• **Source document**:
──────────────────────────────

The trade skills involved in parquet — precision layout, adhesive selection, sanding without creating a wavy or ridged surface, and applying a durable finish — are distinct from general carpentry. Most successful parquet installers have spent significant time working alongside an experienced fitter before working alone. Sanding is particularly unforgiving: a floor sanded unevenly with the wrong grit or pressure combination can have a rippled surface visible in raking light that is impossible to correct without starting over.

Key Facts

  • Block sizes — Traditional: 50×200mm, 70×230mm. Victorian reclaimed: various, often 57×228mm or similar imperial sizes
  • Block thickness — Typically 20–22mm for new and reclaimed. Engineered parquet blocks can be thinner (14–16mm)
  • Moisture content of wood — Must be 8–12% for site-laid solid wood. Measure with a pin moisture meter
  • Concrete moisture — Below 75% RH (test with hygrometer minimum 72 hours)
  • Adhesive options — Bitumen mastic (traditional, black, flexible), polyurethane (modern, strong), MS polymer (good adhesion, low VOC)

──────────────────────────────

• **Information given**:
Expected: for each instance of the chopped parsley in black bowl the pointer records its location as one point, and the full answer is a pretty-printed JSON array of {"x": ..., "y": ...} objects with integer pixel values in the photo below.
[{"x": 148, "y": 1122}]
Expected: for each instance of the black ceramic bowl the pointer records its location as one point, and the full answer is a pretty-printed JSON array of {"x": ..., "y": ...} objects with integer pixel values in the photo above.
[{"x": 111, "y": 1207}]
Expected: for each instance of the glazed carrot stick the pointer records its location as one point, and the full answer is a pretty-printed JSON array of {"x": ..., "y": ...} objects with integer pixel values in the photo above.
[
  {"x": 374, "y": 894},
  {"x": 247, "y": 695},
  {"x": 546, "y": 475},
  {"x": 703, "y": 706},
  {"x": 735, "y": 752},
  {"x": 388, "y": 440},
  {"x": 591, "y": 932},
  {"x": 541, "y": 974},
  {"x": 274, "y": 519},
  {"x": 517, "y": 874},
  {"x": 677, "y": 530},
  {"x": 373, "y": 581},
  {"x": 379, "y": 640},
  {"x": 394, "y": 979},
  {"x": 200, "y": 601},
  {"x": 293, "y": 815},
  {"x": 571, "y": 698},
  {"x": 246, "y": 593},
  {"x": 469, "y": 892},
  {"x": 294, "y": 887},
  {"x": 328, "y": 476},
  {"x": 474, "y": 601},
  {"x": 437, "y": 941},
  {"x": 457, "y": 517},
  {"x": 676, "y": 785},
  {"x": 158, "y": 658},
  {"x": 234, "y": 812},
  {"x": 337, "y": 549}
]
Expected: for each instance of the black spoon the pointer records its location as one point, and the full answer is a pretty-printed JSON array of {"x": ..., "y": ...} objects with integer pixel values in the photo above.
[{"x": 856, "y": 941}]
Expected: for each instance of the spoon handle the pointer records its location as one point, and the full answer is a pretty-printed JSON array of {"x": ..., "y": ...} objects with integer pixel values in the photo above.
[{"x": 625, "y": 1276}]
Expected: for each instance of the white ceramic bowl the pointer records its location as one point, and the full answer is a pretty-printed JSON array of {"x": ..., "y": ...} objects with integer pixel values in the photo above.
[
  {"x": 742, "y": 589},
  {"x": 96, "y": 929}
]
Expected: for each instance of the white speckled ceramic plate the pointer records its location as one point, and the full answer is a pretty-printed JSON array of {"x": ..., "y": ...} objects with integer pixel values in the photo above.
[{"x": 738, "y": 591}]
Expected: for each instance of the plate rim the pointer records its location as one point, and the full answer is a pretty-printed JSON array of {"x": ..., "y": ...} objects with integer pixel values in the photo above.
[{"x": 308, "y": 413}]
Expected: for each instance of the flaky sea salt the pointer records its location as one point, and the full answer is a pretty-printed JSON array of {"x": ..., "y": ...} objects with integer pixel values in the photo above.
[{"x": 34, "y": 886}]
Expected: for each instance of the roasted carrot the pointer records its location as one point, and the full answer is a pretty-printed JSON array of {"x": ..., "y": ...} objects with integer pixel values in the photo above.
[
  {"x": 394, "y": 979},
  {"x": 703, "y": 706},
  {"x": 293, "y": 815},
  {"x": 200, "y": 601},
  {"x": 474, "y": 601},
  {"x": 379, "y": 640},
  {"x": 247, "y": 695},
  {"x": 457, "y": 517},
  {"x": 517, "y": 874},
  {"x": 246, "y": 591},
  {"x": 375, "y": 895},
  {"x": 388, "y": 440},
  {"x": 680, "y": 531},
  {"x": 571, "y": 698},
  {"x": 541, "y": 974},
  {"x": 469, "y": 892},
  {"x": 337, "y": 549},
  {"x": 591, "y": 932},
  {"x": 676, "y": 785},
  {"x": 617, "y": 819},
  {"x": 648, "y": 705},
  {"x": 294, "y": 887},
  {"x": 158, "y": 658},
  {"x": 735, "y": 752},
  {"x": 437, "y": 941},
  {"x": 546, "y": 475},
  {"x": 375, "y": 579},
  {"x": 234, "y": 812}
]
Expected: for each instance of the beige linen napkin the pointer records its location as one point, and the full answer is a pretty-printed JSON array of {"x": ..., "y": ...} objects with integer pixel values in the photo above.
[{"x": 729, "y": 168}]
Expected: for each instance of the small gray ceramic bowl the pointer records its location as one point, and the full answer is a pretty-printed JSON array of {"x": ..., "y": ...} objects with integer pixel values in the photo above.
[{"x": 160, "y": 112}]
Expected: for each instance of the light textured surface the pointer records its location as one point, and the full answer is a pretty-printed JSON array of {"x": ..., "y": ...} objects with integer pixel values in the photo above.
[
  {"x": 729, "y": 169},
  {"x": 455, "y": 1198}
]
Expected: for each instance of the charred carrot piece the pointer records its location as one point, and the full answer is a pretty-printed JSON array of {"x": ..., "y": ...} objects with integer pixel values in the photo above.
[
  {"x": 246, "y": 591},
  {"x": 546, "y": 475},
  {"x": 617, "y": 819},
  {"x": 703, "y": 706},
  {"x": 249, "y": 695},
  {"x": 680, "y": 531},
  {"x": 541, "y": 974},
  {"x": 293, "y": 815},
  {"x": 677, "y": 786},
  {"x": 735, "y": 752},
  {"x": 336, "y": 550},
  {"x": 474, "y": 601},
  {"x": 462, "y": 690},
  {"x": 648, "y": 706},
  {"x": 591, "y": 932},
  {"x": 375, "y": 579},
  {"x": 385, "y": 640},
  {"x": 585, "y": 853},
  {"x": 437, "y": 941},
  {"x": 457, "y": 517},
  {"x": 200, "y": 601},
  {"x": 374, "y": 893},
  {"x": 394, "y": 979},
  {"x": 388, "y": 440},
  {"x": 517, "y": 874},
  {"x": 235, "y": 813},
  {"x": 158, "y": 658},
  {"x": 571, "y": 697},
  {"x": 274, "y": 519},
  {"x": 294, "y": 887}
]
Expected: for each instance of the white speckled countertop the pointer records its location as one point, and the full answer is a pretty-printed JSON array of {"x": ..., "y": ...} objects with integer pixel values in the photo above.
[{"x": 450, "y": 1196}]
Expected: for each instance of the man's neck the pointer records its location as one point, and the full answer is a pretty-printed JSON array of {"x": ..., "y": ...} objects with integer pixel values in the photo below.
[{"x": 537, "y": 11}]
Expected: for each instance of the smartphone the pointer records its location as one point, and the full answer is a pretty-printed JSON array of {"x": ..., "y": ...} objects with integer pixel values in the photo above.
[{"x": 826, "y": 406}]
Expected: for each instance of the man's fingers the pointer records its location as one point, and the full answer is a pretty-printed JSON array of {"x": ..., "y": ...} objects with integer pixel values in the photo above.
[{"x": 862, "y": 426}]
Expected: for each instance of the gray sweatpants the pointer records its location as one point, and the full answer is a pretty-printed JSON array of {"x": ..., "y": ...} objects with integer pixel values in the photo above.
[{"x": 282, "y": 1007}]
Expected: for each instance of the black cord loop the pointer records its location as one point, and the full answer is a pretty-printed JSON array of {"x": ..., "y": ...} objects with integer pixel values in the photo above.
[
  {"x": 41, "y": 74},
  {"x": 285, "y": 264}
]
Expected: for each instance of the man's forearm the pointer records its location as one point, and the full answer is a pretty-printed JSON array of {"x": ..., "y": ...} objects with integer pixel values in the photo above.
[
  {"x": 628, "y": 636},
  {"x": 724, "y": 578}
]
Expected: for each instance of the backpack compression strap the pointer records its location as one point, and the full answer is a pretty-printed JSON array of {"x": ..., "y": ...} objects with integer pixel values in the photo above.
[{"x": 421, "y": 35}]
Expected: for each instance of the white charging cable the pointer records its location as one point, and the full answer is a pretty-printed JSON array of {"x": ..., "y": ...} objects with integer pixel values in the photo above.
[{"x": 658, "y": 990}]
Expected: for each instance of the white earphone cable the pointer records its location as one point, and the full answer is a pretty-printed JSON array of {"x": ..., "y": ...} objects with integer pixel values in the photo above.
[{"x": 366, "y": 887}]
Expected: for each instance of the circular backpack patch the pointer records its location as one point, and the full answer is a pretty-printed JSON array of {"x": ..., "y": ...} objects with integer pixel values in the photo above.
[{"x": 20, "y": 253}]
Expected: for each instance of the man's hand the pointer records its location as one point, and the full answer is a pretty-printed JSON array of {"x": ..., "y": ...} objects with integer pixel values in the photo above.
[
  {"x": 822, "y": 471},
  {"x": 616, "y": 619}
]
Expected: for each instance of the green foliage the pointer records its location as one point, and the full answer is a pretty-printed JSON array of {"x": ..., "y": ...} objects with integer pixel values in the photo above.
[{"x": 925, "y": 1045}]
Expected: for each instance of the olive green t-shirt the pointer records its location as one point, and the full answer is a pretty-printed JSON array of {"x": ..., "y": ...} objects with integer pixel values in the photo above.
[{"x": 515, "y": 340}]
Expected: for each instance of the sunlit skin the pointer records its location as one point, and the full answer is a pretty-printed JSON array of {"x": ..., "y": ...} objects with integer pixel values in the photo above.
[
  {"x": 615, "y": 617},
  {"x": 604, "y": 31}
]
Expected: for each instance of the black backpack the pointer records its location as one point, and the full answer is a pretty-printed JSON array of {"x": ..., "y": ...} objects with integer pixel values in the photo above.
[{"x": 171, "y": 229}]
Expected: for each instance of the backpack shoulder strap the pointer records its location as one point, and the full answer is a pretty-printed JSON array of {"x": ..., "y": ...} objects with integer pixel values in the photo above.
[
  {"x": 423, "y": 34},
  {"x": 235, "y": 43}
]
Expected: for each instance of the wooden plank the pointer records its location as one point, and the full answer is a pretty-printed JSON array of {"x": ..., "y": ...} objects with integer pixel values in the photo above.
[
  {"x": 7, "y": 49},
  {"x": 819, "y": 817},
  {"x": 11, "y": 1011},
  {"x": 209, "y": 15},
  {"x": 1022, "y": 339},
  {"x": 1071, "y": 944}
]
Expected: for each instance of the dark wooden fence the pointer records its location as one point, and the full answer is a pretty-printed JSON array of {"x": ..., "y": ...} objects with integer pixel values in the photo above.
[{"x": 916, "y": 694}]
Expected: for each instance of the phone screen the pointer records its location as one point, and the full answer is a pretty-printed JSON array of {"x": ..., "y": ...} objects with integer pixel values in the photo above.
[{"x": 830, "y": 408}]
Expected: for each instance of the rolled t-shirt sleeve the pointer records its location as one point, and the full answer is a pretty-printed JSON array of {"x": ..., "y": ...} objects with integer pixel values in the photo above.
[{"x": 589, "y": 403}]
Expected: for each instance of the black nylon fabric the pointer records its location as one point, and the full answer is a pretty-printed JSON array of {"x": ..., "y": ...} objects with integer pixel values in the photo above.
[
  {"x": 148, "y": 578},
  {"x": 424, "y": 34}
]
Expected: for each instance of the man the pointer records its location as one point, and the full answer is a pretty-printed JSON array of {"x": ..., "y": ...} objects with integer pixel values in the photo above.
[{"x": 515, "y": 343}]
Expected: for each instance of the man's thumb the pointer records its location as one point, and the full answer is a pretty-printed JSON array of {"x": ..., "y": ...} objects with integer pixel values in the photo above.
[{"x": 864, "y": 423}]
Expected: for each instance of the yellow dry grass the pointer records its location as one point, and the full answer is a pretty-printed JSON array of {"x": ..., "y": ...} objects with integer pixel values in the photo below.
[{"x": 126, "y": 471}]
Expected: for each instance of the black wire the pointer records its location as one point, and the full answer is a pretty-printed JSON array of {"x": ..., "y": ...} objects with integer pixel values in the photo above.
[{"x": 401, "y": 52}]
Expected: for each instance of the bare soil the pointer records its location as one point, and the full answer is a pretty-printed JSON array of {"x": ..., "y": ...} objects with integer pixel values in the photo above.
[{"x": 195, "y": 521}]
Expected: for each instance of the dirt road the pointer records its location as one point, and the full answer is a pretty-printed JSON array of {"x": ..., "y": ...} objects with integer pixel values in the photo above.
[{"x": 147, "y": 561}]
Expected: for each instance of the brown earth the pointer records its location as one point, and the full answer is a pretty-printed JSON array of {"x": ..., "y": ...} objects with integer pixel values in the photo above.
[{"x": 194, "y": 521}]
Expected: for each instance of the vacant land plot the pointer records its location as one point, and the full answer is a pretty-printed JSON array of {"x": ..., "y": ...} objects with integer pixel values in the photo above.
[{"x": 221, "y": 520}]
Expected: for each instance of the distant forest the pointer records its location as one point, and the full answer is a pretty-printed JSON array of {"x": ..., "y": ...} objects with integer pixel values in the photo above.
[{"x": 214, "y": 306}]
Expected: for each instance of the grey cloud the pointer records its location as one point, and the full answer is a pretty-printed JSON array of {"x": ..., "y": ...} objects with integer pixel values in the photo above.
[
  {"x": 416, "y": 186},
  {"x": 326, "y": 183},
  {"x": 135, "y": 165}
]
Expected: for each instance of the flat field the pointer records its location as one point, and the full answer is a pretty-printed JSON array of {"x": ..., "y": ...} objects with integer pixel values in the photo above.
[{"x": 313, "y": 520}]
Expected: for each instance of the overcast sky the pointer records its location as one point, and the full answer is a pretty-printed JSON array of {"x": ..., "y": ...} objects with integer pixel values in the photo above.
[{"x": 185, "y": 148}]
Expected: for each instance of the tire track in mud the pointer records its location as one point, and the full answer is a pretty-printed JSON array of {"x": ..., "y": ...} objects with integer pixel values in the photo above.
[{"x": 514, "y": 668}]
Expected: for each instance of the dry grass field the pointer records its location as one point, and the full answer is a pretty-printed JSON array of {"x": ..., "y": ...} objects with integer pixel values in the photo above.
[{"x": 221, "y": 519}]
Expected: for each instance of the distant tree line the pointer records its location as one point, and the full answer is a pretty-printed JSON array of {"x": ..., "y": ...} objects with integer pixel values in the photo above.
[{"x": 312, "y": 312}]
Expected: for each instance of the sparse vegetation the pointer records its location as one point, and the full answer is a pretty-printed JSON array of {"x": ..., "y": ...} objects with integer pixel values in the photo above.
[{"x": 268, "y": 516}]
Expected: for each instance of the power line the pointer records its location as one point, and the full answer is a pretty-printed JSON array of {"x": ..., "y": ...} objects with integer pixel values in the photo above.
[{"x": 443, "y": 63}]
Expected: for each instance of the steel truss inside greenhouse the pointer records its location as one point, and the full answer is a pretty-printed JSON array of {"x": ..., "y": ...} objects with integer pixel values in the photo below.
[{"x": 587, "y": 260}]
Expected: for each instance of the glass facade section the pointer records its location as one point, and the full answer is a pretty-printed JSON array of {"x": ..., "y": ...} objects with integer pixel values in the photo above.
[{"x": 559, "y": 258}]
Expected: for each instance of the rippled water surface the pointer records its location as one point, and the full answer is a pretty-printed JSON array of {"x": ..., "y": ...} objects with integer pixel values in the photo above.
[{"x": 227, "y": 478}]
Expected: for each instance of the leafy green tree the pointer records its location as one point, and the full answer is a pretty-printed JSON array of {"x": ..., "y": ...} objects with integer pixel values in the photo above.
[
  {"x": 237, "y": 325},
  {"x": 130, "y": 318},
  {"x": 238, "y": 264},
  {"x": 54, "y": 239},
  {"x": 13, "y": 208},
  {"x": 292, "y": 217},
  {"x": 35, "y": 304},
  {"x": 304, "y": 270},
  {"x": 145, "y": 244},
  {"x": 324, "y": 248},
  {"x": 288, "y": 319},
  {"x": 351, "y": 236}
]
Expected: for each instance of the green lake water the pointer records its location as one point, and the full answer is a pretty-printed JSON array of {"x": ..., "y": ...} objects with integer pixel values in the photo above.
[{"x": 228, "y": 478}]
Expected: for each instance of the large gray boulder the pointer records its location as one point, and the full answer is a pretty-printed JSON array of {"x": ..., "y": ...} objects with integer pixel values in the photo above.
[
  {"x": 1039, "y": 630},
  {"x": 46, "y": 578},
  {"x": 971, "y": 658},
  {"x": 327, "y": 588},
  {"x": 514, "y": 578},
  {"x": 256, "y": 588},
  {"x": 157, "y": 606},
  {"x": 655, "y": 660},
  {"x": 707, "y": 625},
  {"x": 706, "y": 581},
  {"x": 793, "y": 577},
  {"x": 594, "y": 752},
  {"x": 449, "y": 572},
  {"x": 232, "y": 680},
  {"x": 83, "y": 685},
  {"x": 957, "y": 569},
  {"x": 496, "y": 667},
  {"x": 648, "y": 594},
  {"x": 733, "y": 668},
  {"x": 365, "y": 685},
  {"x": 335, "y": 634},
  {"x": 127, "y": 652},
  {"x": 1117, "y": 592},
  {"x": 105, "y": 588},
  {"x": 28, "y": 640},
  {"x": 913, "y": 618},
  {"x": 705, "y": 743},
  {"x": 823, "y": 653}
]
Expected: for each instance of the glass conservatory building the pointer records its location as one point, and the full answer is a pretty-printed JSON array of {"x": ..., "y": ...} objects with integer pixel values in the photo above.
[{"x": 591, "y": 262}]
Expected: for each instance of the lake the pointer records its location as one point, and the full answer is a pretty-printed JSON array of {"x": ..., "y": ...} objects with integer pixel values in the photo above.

──────────────────────────────

• **Tasks to complete**:
1. Answer these questions from the parquet text, one per line:
(a) What have most successful parquet installers done before working alone?
(b) How thin can engineered parquet blocks be?
(c) What moisture content must site-laid solid wood have?
2. Print the stretch of the parquet text from "The trade skills" through "be thinner (14–16mm)".
The records aren't needed for this work.

• **Outputs by task**:
1.
(a) They have spent significant time working alongside an experienced fitter.
(b) 14–16mm.
(c) 8–12%.

2.
The trade skills involved in parquet — precision layout, adhesive selection, sanding without creating a wavy or ridged surface, and applying a durable finish — are distinct from general carpentry. Most successful parquet installers have spent significant time working alongside an experienced fitter before working alone. Sanding is particularly unforgiving: a floor sanded unevenly with the wrong grit or pressure combination can have a rippled surface visible in raking light that is impossible to correct without starting over.

Key Facts

  • Block sizes — Traditional: 50×200mm, 70×230mm. Victorian reclaimed: various, often 57×228mm or similar imperial sizes
  • Block thickness — Typically 20–22mm for new and reclaimed. Engineered parquet blocks can be thinner (14–16mm)